- [SET PROBLEM]
In the entries below, find the line containing "Find the blurred player". Copy it and all lines after it, exactly, through the end.
--*--
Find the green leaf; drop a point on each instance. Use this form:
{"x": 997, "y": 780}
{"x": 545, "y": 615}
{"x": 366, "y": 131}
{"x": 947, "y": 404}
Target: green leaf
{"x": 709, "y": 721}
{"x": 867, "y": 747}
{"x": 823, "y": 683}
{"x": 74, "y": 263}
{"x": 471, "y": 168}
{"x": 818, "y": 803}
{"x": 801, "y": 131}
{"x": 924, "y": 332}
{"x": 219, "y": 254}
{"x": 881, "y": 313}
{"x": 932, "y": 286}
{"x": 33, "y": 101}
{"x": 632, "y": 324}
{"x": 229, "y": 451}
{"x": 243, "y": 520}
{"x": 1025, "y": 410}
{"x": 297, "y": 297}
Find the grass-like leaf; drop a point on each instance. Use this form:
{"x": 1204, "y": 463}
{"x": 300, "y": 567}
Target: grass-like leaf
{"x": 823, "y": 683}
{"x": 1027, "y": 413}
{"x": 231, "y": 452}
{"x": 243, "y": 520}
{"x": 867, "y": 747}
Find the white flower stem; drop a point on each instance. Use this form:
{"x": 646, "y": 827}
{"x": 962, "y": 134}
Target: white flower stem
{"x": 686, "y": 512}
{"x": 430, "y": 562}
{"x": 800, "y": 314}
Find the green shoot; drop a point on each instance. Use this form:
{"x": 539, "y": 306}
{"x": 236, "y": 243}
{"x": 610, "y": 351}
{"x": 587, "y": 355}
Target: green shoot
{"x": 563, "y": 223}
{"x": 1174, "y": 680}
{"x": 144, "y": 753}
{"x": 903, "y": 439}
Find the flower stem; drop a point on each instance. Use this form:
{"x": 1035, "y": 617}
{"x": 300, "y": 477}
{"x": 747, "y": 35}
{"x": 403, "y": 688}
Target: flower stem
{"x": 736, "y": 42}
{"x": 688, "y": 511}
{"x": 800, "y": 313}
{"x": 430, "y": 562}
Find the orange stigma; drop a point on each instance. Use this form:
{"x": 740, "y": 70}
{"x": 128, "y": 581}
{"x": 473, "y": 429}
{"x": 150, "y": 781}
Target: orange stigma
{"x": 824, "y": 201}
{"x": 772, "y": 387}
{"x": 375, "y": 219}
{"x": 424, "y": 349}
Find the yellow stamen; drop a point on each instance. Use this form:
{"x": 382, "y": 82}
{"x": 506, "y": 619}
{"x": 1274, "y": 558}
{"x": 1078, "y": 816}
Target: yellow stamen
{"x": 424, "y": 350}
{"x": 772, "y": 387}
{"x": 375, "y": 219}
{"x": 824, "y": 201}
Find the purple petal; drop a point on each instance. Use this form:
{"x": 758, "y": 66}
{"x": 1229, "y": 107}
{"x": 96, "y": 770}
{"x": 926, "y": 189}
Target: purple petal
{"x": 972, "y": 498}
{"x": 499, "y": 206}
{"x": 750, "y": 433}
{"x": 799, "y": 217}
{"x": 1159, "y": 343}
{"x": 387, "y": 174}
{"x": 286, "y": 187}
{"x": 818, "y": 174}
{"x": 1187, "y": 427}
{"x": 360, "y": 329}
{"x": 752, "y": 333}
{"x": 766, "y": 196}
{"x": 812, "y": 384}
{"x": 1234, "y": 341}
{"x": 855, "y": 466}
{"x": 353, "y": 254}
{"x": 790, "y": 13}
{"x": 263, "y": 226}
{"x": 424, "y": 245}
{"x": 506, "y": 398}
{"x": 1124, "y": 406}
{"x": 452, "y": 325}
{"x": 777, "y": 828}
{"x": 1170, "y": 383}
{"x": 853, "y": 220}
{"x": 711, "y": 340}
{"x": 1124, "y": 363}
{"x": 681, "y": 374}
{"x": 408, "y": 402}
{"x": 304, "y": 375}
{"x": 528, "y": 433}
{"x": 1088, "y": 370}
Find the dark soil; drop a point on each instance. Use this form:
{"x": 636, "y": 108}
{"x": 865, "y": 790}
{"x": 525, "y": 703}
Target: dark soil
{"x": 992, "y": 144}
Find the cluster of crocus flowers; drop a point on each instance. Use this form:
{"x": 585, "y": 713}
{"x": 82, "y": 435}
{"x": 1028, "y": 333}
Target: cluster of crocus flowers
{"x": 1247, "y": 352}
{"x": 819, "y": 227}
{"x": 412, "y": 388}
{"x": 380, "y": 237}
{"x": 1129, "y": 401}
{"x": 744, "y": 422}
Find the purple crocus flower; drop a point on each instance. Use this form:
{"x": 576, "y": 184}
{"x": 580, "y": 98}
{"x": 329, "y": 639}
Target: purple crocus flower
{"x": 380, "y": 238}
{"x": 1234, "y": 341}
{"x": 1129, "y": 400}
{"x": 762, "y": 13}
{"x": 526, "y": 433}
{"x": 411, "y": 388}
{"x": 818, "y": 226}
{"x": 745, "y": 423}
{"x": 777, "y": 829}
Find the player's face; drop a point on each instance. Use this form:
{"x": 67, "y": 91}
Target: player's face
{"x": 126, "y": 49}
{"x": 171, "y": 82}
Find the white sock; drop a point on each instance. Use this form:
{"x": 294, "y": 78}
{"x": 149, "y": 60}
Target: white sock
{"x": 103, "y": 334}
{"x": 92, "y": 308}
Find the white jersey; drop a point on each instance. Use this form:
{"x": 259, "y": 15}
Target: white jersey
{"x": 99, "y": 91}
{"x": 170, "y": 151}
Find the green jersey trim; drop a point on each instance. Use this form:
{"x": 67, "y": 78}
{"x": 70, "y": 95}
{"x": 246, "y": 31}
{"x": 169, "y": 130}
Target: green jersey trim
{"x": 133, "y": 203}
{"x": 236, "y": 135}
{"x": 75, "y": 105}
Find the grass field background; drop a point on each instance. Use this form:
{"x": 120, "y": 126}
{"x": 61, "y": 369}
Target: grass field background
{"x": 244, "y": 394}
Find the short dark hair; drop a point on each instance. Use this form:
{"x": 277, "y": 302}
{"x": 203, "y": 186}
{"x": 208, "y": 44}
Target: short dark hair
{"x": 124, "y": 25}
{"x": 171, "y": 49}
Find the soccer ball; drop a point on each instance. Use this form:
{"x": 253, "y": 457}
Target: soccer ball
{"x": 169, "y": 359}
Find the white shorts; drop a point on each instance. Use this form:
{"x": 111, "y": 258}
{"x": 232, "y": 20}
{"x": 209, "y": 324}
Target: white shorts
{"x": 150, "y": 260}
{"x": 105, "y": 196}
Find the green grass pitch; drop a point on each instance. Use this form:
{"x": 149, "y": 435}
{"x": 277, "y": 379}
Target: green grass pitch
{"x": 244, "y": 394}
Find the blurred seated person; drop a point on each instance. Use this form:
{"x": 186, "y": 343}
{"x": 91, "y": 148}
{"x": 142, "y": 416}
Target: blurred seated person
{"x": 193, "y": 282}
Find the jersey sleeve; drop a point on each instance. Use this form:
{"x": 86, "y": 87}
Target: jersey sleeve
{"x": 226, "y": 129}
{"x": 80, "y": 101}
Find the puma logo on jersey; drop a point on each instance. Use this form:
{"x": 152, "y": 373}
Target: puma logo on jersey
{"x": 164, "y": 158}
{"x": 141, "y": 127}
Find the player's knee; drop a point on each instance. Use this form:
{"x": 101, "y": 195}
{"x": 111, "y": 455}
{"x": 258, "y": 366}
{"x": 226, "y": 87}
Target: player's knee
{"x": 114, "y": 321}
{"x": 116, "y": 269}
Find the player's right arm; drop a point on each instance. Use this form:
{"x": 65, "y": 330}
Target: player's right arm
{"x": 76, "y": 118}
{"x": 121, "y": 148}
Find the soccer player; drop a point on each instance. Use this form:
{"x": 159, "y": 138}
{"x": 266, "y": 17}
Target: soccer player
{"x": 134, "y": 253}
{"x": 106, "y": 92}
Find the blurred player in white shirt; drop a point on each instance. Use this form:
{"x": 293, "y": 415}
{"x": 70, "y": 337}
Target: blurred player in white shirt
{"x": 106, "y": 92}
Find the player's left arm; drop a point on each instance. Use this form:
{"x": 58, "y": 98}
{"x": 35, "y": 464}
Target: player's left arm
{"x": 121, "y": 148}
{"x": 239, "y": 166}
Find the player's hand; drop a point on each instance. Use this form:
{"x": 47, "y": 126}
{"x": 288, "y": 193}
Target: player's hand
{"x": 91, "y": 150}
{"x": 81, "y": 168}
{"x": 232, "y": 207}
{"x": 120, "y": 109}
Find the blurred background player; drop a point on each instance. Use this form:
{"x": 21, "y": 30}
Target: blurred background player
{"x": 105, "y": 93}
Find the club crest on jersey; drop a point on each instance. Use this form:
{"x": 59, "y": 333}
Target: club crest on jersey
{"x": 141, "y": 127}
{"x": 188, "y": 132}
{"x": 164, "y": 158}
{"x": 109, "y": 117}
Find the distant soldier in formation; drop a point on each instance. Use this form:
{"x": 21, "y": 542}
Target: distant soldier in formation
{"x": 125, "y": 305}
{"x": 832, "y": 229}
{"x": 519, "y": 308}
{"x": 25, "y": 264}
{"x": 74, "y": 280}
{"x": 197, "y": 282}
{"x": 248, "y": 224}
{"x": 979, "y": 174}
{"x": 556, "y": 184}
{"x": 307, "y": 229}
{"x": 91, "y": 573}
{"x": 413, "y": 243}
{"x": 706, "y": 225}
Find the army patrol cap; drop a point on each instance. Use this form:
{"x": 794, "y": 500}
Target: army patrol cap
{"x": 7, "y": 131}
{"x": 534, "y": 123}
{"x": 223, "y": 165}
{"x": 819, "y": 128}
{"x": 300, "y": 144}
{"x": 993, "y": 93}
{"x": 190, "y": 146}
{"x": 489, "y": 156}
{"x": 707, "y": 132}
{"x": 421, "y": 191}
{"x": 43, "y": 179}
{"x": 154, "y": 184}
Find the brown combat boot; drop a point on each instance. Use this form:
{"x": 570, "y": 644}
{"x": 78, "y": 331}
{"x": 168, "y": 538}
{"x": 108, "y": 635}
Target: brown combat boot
--*--
- [EXPECTED ANSWER]
Find the blurred player in white shirt; drop a point on each instance. Use this form:
{"x": 293, "y": 415}
{"x": 70, "y": 337}
Target: blurred player in white shirt
{"x": 106, "y": 92}
Find the player's left arm; drop a point on each instance. Use this form:
{"x": 58, "y": 98}
{"x": 35, "y": 464}
Target: player's left arm
{"x": 121, "y": 148}
{"x": 239, "y": 166}
Find the player's hand; drop a point on each instance. Use this form:
{"x": 47, "y": 126}
{"x": 288, "y": 193}
Target: player's hand
{"x": 91, "y": 150}
{"x": 81, "y": 168}
{"x": 232, "y": 207}
{"x": 120, "y": 109}
Find the blurred background player; drop a point on each instance. Use this form:
{"x": 21, "y": 30}
Target: blurred background player
{"x": 105, "y": 93}
Find the club crest on jersey; drop a point on each instance. Use this form:
{"x": 59, "y": 333}
Target: club crest on jersey
{"x": 141, "y": 127}
{"x": 188, "y": 132}
{"x": 164, "y": 158}
{"x": 109, "y": 117}
Find the distant soldier in formation; drop a point on each instance. Use this form:
{"x": 21, "y": 542}
Target: distant soldier in formation
{"x": 125, "y": 305}
{"x": 832, "y": 229}
{"x": 519, "y": 308}
{"x": 25, "y": 264}
{"x": 74, "y": 280}
{"x": 197, "y": 282}
{"x": 248, "y": 224}
{"x": 979, "y": 174}
{"x": 556, "y": 184}
{"x": 307, "y": 229}
{"x": 91, "y": 573}
{"x": 413, "y": 243}
{"x": 706, "y": 225}
Find the army patrol cap; drop a point on each instance. Use this form:
{"x": 794, "y": 500}
Target: army patrol cap
{"x": 7, "y": 131}
{"x": 534, "y": 123}
{"x": 223, "y": 165}
{"x": 819, "y": 128}
{"x": 300, "y": 144}
{"x": 993, "y": 93}
{"x": 190, "y": 146}
{"x": 489, "y": 156}
{"x": 707, "y": 132}
{"x": 421, "y": 191}
{"x": 43, "y": 179}
{"x": 154, "y": 184}
Find the brown combat boot; drop a point on each instance. Use this form:
{"x": 570, "y": 644}
{"x": 78, "y": 331}
{"x": 168, "y": 538}
{"x": 108, "y": 635}
Target: brown combat boot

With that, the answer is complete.